** Opening Text segment block **
I didn’t have a tribe. For the longest time, I isolated myself. My mental health was precarious at best, after my daughter was born. I was terrified that I was going to fail at motherhood, and ashamed to admit I wasn’t coping. I hid away from those who could have been my tribe and the one or two people that I allowed into my tight little cave were only allowed in so far.
I eventually found some other mothers and parents who, like me, were battling along. Some of them have moved on, as life tends to change, and some of them are still around but we leant on each other and helped each other to work through parenting life. Some of those friends are still very much in my life, and I am very grateful.
We need people around us who get it. As I parent a child with extra needs, and I fight the constant tiredness, and beat back the demon that is anxiety, I have to have my group of people around me I can message or call, or just meet for coffee. They keep me afloat.
I had to go out and find them. We don’t live in a generation where we have people around us, in our space, or close to hand. I don’t have my mother, or sisters, or aunts, or grandparents close by to support me. My family is scattered across the globe. Women today are expected to be all things, but we don’t have the support network we need to prop us up.
So we have to build our own.
It isn’t easy. You go along to a toddler group and you feel like you are the only one who isn’t dressed well, with your make up on, with no baby sick decorating your clothes. The other toddlers don’t scream and cry and cling to their mother’s legs.
You go to a swimming class and the other parents are serenely taking party with their happy babies, paddling in the water. Your baby screams until it vomits and you have to leave the pool and the effort of trying every week is just too much.
Your baby or toddler or child doesn’t sleep much and you are permemently tired. You feel like all the other parents you know have kids that sleep all night and no one wants to hear about the most recent broken night you had.
Your kiddo has allergies, severe ones, that mean lots of hospital appointments, and a constant vigil to keep them from being exposed to something that may kill them if they touch, eat or are near it. Birthday parties and social events are HARD work, and you can’t relax.
Your child may have needs beyond that of it’s peers, that means you struggle to relate to the ordinary parenting moments that other mums and dads talk about, or when you do have parenting victories it’s hard to find someone who shares that triump with you.
Your mental health may be pushing you into a corner that you can’t seem to escape from, and the idea of going to a busy and noisy toddler group, or baby class seems like torture. The mums nights out may make you feel intimidated.
I could go on. There are many reasons why we struggle. Or it could just be that normal mother hood is harder than we realised it would be.
These things are valid, all of them and any that I have missed.
** Closing Text segment block **
** Opening Material provided block **
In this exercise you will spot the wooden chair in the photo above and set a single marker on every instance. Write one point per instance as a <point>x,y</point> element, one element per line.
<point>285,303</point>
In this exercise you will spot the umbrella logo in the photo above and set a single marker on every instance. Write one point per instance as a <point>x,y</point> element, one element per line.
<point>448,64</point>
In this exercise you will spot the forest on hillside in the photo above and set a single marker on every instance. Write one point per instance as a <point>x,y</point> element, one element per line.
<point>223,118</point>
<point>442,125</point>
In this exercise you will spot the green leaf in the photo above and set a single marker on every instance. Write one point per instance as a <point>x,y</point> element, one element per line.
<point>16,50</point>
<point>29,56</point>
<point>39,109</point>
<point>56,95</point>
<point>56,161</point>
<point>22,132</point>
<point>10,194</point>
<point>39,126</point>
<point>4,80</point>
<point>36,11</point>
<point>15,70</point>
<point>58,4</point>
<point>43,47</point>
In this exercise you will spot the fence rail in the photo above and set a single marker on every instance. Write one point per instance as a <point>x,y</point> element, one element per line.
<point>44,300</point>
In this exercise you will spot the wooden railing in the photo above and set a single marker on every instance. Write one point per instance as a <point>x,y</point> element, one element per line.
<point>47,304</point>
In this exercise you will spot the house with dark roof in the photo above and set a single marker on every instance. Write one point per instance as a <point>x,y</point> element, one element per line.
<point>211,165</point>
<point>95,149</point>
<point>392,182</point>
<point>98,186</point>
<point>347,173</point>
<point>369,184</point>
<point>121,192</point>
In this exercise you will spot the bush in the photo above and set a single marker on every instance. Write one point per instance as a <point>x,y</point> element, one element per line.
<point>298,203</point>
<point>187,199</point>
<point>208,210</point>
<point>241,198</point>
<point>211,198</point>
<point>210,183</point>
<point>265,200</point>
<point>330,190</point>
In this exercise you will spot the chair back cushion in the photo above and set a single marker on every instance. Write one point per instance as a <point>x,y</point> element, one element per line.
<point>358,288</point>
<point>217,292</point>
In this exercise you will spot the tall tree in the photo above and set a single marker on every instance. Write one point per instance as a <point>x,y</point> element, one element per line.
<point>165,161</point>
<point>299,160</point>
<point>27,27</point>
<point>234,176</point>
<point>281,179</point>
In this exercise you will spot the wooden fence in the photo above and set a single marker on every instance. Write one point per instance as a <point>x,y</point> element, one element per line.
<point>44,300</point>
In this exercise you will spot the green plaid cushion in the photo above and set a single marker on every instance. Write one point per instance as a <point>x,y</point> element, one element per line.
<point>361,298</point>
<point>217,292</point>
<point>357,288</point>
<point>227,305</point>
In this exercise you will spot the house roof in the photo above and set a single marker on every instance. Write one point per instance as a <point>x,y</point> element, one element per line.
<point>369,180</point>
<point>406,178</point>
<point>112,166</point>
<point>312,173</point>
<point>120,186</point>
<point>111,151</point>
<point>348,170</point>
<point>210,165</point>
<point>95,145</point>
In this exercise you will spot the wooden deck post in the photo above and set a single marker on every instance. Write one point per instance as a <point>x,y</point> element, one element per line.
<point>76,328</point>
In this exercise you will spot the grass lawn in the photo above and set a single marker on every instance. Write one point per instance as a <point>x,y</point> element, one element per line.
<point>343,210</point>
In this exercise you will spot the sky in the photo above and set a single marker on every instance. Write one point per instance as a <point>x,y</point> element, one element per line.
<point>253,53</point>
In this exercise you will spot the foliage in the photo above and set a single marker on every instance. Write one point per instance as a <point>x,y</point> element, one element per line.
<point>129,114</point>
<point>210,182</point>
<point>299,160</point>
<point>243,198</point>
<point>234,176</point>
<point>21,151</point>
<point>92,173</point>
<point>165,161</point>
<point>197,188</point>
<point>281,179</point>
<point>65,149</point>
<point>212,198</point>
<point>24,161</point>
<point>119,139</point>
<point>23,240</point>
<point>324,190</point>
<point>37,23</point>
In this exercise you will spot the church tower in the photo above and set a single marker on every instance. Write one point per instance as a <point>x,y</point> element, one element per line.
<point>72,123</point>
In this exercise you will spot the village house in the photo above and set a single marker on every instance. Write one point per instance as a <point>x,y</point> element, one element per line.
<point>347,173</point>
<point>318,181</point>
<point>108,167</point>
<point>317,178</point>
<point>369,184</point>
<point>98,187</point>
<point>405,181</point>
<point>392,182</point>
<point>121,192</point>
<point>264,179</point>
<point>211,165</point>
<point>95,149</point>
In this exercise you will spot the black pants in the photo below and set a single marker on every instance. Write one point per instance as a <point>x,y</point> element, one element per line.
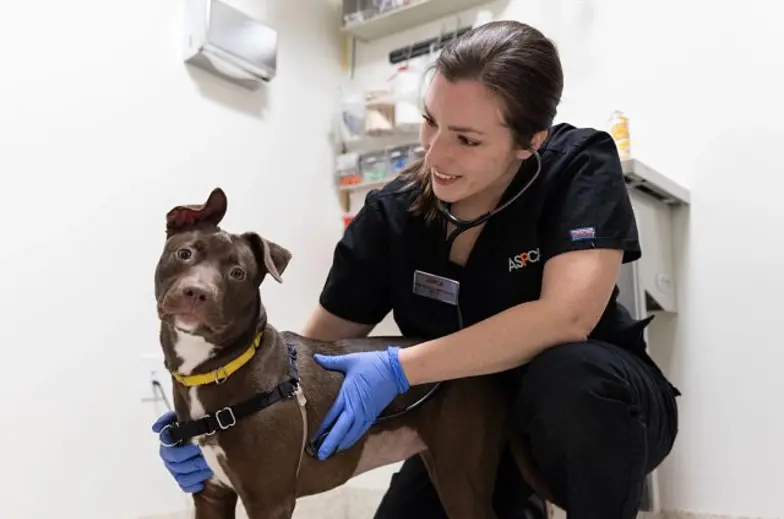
<point>598,419</point>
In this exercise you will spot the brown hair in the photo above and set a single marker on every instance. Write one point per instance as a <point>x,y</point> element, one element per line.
<point>517,63</point>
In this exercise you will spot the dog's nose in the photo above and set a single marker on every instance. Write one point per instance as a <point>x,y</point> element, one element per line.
<point>195,293</point>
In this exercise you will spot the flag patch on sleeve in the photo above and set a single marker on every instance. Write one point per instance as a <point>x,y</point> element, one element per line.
<point>583,233</point>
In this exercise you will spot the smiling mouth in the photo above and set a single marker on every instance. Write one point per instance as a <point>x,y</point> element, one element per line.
<point>441,178</point>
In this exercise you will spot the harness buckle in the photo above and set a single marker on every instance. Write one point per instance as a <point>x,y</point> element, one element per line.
<point>221,376</point>
<point>161,434</point>
<point>230,417</point>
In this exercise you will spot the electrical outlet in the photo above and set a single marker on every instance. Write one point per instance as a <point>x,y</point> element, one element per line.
<point>152,370</point>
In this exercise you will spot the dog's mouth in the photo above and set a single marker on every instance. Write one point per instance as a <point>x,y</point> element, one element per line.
<point>188,319</point>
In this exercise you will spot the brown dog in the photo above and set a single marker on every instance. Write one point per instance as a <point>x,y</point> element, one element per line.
<point>252,397</point>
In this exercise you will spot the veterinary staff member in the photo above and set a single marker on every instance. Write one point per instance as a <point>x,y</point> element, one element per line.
<point>535,283</point>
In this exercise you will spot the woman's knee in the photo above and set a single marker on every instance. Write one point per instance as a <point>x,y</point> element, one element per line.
<point>574,389</point>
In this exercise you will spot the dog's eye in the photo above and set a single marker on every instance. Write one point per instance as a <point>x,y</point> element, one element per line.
<point>184,254</point>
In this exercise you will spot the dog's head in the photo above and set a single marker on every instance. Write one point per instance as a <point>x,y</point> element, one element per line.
<point>207,280</point>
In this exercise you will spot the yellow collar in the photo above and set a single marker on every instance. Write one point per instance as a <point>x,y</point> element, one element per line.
<point>219,376</point>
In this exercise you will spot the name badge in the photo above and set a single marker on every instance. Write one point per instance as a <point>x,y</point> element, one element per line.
<point>436,287</point>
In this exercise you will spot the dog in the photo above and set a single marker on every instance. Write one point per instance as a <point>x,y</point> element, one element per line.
<point>252,397</point>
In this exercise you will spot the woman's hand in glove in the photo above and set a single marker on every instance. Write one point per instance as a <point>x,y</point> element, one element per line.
<point>372,380</point>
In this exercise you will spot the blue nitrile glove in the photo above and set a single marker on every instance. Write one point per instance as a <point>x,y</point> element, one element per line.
<point>372,380</point>
<point>185,462</point>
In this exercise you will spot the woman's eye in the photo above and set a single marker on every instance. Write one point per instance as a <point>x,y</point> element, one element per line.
<point>184,254</point>
<point>465,141</point>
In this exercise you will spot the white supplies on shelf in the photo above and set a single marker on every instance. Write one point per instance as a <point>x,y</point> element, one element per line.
<point>379,112</point>
<point>347,169</point>
<point>406,87</point>
<point>351,120</point>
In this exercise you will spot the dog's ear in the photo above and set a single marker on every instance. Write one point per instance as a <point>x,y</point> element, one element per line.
<point>186,217</point>
<point>270,256</point>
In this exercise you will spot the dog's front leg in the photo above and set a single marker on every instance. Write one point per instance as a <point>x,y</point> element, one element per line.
<point>215,502</point>
<point>283,509</point>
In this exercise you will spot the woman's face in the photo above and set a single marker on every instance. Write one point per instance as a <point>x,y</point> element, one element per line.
<point>470,151</point>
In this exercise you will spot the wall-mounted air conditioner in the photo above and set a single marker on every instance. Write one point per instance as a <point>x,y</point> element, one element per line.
<point>229,43</point>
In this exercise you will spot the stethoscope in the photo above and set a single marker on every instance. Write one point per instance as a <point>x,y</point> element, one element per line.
<point>460,227</point>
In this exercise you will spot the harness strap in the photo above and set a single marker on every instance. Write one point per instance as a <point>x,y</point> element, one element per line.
<point>227,417</point>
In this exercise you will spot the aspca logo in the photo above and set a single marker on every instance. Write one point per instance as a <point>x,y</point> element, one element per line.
<point>524,259</point>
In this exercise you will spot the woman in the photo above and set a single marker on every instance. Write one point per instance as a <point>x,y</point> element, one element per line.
<point>528,294</point>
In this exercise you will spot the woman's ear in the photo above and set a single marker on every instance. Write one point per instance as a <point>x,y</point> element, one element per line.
<point>536,143</point>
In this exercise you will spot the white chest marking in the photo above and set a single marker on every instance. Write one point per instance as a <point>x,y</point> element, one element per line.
<point>192,351</point>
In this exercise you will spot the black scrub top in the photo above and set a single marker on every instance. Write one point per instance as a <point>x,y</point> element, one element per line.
<point>579,201</point>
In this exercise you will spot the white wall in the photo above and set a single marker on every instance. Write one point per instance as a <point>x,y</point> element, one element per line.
<point>701,82</point>
<point>102,130</point>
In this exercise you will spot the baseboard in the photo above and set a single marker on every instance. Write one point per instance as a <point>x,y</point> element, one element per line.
<point>694,515</point>
<point>360,503</point>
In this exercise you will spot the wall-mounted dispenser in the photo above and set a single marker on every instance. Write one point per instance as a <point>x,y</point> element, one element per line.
<point>229,43</point>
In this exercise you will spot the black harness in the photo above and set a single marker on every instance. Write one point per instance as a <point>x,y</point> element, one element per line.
<point>227,417</point>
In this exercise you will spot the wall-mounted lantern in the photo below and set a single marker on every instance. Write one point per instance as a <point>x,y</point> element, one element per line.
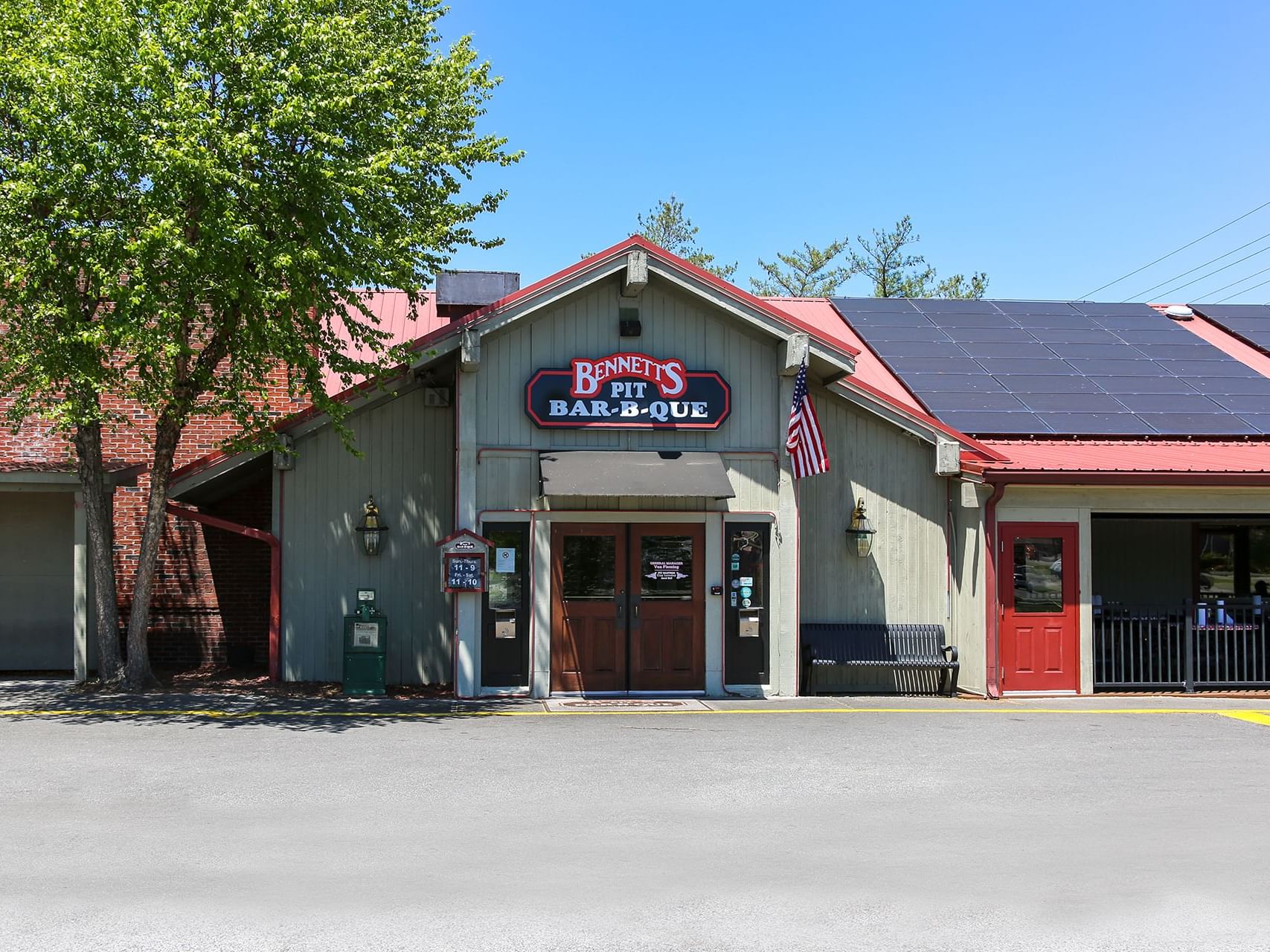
<point>371,527</point>
<point>862,531</point>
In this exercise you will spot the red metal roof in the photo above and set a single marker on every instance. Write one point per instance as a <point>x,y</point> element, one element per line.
<point>1225,341</point>
<point>393,310</point>
<point>1132,456</point>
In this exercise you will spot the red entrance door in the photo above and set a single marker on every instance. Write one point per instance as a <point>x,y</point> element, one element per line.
<point>1040,627</point>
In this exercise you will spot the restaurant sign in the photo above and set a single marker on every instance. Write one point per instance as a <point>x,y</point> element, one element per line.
<point>628,391</point>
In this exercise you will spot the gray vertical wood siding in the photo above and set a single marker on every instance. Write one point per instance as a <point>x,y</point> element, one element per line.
<point>903,579</point>
<point>586,325</point>
<point>408,465</point>
<point>508,480</point>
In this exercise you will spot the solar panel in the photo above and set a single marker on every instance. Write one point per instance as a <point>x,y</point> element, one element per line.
<point>1228,385</point>
<point>1085,352</point>
<point>1074,402</point>
<point>984,348</point>
<point>1024,307</point>
<point>981,400</point>
<point>1101,424</point>
<point>1205,424</point>
<point>1106,307</point>
<point>953,384</point>
<point>1250,321</point>
<point>934,364</point>
<point>1072,335</point>
<point>923,348</point>
<point>1169,402</point>
<point>1244,404</point>
<point>996,422</point>
<point>1142,385</point>
<point>1022,367</point>
<point>925,332</point>
<point>952,305</point>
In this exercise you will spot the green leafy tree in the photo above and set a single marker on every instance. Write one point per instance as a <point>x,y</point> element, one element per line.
<point>809,272</point>
<point>667,226</point>
<point>896,271</point>
<point>190,194</point>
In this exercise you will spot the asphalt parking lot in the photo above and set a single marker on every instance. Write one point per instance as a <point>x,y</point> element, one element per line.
<point>894,823</point>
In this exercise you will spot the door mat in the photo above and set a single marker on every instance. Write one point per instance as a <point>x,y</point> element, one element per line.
<point>614,705</point>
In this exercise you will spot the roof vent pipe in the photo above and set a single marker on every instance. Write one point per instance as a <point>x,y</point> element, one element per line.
<point>459,294</point>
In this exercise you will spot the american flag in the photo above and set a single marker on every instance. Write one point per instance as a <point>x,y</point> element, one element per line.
<point>806,443</point>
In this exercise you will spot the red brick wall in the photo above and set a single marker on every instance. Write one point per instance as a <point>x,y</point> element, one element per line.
<point>211,587</point>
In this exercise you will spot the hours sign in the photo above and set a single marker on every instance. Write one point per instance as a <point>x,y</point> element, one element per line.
<point>628,391</point>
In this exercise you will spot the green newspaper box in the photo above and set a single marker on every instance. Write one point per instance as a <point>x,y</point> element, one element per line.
<point>366,636</point>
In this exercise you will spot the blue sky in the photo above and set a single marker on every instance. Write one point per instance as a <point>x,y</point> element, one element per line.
<point>1053,145</point>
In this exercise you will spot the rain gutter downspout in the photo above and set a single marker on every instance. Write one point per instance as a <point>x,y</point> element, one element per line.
<point>275,573</point>
<point>992,596</point>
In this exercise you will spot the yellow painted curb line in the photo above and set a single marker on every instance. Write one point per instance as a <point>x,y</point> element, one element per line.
<point>1239,714</point>
<point>1250,716</point>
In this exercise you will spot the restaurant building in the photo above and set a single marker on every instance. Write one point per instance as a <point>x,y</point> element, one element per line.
<point>582,486</point>
<point>616,434</point>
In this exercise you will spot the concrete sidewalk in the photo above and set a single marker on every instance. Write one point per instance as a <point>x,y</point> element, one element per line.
<point>60,697</point>
<point>862,824</point>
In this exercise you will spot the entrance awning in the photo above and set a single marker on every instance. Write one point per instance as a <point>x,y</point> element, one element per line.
<point>634,474</point>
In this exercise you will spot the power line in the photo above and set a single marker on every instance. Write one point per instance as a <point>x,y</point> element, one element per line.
<point>1241,292</point>
<point>1218,291</point>
<point>1218,271</point>
<point>1142,295</point>
<point>1086,296</point>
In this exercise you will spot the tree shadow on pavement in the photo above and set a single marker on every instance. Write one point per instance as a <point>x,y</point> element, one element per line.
<point>57,701</point>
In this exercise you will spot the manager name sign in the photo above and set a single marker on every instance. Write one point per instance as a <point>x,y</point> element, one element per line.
<point>628,391</point>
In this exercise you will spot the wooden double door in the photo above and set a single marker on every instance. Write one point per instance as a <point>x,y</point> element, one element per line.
<point>628,607</point>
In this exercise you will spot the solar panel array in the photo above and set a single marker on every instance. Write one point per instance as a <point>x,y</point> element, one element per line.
<point>1248,321</point>
<point>1063,368</point>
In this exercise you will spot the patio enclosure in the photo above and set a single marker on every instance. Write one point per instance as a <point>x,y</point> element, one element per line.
<point>1180,603</point>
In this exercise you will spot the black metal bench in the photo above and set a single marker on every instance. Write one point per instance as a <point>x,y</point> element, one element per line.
<point>878,646</point>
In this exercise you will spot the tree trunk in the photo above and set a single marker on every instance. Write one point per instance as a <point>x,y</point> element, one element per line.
<point>138,675</point>
<point>99,518</point>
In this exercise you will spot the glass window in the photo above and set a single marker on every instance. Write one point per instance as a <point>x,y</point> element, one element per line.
<point>745,569</point>
<point>589,567</point>
<point>666,567</point>
<point>1216,562</point>
<point>508,553</point>
<point>1039,575</point>
<point>1259,560</point>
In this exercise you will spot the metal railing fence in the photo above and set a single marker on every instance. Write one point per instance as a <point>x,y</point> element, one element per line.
<point>1187,646</point>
** Closing Material provided block **
§ **What needs to be done**:
In the text about finding a support network as a parent, why does the writer say they had to go out and find their people? Explain in one to three sentences.

§ **Finished exercise**:
The writer says people today don't live in a generation where others are around them or close to hand. Their mother, sisters, aunts and grandparents aren't nearby, and their family is scattered across the globe. Women are expected to be all things without the support network they need, so they have to build their own.